◆ **PROMPT**
How many lines in the records below contain the word "green"? Reply with the number alone.

Dataset excerpts on pointing at objects
━━━━━━━━━━━━━━━━

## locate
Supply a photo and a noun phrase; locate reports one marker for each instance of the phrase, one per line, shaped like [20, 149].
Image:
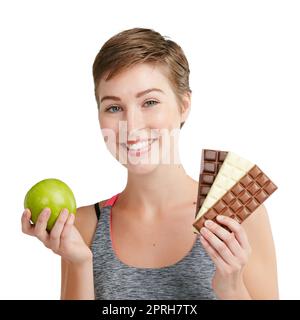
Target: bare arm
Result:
[77, 279]
[260, 274]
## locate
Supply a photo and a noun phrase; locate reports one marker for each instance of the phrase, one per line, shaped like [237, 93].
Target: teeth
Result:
[139, 145]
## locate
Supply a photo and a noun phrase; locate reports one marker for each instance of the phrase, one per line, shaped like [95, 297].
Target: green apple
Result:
[49, 193]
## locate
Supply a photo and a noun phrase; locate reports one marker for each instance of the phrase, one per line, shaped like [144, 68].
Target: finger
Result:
[224, 235]
[218, 245]
[239, 231]
[41, 224]
[214, 255]
[55, 233]
[68, 226]
[27, 227]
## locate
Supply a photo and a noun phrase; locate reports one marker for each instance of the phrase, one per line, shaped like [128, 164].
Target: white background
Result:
[245, 77]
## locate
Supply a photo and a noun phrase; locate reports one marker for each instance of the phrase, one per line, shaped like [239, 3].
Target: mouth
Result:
[139, 148]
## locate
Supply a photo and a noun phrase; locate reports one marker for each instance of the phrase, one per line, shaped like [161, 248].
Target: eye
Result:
[151, 103]
[111, 108]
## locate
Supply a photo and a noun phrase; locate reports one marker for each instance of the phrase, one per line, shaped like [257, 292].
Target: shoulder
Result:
[86, 221]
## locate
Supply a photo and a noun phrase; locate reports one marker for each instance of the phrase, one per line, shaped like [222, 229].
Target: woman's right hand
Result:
[64, 238]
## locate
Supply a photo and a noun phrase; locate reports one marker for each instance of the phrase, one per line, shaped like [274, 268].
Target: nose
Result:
[135, 120]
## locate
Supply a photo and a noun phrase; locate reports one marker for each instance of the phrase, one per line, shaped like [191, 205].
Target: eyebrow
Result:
[139, 94]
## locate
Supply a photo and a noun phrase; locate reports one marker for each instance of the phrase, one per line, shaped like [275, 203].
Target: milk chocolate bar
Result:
[240, 200]
[232, 170]
[211, 162]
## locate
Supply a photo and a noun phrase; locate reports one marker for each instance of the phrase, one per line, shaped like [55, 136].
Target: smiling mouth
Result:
[141, 146]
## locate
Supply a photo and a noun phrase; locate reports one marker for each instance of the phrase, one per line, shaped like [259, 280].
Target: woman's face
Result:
[139, 105]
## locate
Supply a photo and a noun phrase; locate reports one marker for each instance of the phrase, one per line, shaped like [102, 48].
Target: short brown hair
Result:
[140, 45]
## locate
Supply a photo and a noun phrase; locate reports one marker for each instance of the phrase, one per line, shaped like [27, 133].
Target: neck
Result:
[164, 187]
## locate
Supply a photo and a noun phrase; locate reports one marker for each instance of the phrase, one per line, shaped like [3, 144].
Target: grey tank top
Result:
[189, 278]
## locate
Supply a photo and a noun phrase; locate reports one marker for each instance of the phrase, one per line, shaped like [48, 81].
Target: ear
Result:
[185, 106]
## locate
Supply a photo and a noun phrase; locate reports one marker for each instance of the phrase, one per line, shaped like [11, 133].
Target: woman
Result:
[139, 244]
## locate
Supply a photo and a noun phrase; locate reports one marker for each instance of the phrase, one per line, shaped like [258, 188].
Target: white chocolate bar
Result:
[232, 170]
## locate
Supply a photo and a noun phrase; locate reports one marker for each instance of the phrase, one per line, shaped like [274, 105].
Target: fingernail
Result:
[46, 212]
[202, 230]
[64, 213]
[208, 223]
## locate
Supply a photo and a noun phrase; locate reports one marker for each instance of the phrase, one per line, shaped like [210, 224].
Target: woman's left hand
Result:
[230, 252]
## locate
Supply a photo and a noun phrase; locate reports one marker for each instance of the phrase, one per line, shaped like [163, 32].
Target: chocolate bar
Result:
[211, 162]
[247, 194]
[232, 170]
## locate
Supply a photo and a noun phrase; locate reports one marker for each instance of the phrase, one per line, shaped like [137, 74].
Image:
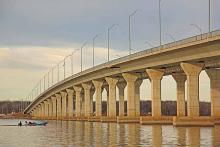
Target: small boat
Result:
[44, 123]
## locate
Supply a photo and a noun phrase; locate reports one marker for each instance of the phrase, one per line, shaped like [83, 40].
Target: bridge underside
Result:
[72, 99]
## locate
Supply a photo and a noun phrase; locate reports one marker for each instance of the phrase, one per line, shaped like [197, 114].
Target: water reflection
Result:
[71, 133]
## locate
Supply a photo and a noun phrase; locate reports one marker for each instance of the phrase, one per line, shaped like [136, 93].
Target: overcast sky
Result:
[36, 35]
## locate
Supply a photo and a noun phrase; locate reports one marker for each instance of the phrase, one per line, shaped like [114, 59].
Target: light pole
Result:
[64, 68]
[82, 54]
[72, 60]
[209, 16]
[160, 20]
[52, 75]
[129, 29]
[108, 39]
[171, 36]
[93, 51]
[148, 43]
[58, 75]
[197, 27]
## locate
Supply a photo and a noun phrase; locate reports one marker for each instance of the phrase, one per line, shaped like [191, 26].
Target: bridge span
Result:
[72, 98]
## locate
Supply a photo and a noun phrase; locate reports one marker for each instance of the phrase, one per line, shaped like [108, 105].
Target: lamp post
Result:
[93, 51]
[108, 39]
[171, 36]
[148, 43]
[209, 16]
[197, 27]
[160, 20]
[129, 29]
[82, 54]
[72, 60]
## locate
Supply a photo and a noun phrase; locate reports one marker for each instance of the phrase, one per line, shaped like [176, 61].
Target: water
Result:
[71, 133]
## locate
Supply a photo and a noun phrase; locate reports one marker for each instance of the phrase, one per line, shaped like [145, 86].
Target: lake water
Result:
[86, 134]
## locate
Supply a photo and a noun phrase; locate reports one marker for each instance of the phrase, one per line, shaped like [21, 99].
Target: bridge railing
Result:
[36, 93]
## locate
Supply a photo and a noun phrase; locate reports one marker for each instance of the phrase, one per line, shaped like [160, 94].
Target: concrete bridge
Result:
[72, 98]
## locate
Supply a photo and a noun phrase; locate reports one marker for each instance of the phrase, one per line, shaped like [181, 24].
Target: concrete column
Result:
[82, 103]
[98, 96]
[70, 103]
[155, 78]
[91, 101]
[214, 75]
[137, 96]
[59, 107]
[50, 111]
[180, 85]
[87, 98]
[46, 109]
[42, 110]
[131, 102]
[112, 95]
[78, 99]
[54, 107]
[121, 88]
[106, 87]
[63, 95]
[192, 71]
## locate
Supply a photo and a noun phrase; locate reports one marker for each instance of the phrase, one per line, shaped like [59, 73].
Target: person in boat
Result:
[20, 123]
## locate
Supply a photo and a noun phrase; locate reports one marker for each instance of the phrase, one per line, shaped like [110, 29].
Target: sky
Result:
[37, 35]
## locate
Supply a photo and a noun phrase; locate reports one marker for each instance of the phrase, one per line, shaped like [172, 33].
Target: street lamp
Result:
[129, 27]
[81, 54]
[209, 16]
[72, 60]
[93, 51]
[148, 43]
[197, 27]
[171, 36]
[160, 19]
[108, 37]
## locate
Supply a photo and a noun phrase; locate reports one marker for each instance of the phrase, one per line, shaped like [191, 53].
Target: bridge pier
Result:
[63, 99]
[111, 115]
[193, 118]
[50, 109]
[180, 86]
[214, 75]
[54, 107]
[87, 97]
[59, 107]
[70, 103]
[121, 88]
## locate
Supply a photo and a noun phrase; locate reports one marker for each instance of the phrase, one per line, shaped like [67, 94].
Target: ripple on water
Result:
[72, 133]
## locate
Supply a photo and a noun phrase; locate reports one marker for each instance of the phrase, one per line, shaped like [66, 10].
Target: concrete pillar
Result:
[131, 102]
[98, 96]
[70, 103]
[192, 71]
[42, 110]
[63, 95]
[155, 78]
[106, 87]
[59, 107]
[87, 98]
[112, 95]
[50, 111]
[91, 101]
[214, 75]
[121, 87]
[46, 109]
[180, 85]
[54, 107]
[78, 99]
[137, 96]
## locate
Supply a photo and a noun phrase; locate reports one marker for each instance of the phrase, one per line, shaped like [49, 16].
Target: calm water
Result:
[71, 133]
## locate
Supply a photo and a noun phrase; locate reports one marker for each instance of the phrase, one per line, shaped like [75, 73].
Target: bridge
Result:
[72, 98]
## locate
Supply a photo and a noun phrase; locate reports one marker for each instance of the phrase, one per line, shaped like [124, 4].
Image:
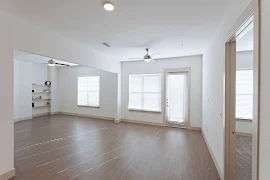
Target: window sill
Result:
[243, 120]
[97, 107]
[145, 111]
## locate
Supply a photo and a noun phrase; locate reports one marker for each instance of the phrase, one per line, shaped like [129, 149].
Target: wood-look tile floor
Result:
[63, 147]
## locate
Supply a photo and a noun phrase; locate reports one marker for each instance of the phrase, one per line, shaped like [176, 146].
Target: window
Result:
[144, 92]
[244, 94]
[88, 91]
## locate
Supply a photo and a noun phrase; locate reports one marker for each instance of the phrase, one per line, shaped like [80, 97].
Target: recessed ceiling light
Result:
[108, 6]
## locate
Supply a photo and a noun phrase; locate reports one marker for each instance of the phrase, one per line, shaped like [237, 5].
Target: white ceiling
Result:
[162, 25]
[245, 42]
[34, 58]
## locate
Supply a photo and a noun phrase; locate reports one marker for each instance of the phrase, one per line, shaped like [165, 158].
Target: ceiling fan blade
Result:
[155, 54]
[136, 59]
[62, 64]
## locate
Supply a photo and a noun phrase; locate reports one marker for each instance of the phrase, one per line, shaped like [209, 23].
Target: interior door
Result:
[176, 99]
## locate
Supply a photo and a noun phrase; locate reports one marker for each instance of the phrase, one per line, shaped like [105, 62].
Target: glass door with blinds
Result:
[177, 99]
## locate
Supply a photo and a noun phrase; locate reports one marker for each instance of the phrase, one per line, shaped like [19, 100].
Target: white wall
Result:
[26, 74]
[244, 60]
[67, 91]
[22, 89]
[16, 33]
[194, 62]
[265, 95]
[53, 74]
[6, 95]
[213, 84]
[31, 38]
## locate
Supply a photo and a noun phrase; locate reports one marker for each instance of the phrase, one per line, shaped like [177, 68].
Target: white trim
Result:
[8, 175]
[144, 111]
[42, 114]
[117, 121]
[54, 113]
[143, 122]
[194, 128]
[89, 116]
[22, 119]
[221, 175]
[88, 106]
[243, 134]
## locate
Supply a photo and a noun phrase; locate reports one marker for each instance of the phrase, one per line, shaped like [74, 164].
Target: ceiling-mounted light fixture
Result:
[51, 63]
[108, 6]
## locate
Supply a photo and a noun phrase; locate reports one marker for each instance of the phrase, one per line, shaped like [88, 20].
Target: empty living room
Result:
[134, 90]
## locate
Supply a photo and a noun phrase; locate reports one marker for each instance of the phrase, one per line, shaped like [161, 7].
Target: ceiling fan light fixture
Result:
[147, 59]
[108, 6]
[51, 63]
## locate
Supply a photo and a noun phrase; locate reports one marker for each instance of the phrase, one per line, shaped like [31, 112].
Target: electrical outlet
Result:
[221, 115]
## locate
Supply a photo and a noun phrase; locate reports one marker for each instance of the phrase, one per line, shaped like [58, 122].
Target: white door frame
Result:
[252, 11]
[177, 70]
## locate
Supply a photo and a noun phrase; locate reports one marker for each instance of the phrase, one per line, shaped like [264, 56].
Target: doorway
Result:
[177, 96]
[241, 104]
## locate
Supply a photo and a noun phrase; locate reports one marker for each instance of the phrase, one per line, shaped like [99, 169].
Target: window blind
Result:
[88, 91]
[144, 92]
[244, 94]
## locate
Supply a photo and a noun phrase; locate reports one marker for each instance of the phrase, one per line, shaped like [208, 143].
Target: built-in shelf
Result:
[41, 106]
[40, 85]
[40, 92]
[41, 99]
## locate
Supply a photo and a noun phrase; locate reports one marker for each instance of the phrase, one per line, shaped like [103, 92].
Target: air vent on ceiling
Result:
[106, 44]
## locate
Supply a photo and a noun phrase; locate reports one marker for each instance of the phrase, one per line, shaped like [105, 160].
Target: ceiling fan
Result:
[53, 63]
[147, 58]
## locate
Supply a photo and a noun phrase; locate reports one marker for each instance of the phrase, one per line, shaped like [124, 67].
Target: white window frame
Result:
[159, 93]
[242, 118]
[91, 106]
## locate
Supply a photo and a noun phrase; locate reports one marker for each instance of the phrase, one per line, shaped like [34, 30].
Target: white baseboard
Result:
[143, 122]
[85, 115]
[54, 113]
[41, 114]
[8, 175]
[117, 121]
[213, 157]
[243, 134]
[195, 128]
[22, 119]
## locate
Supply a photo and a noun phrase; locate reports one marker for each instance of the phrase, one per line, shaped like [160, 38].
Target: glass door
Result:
[176, 99]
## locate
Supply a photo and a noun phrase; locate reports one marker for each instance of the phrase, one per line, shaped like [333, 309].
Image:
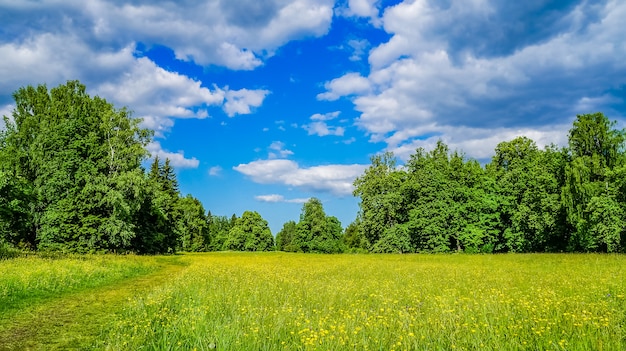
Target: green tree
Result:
[191, 225]
[528, 186]
[219, 227]
[79, 157]
[315, 232]
[596, 149]
[285, 238]
[250, 233]
[353, 237]
[382, 202]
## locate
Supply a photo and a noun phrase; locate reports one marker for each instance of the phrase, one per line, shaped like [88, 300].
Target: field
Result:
[279, 301]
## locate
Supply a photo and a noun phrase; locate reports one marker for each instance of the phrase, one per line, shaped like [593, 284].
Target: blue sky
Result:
[261, 105]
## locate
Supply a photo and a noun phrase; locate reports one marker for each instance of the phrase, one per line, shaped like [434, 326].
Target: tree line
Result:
[526, 199]
[71, 179]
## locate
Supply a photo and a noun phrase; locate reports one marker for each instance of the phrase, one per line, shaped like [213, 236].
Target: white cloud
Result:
[5, 111]
[349, 84]
[440, 76]
[278, 198]
[242, 101]
[215, 171]
[231, 34]
[363, 8]
[323, 129]
[320, 127]
[336, 179]
[177, 159]
[325, 117]
[277, 150]
[359, 48]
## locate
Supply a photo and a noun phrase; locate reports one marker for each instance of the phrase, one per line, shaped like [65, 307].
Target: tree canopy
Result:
[524, 200]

━━━━━━━━━━━━━━━━

◆ **FINISHED TASK**
2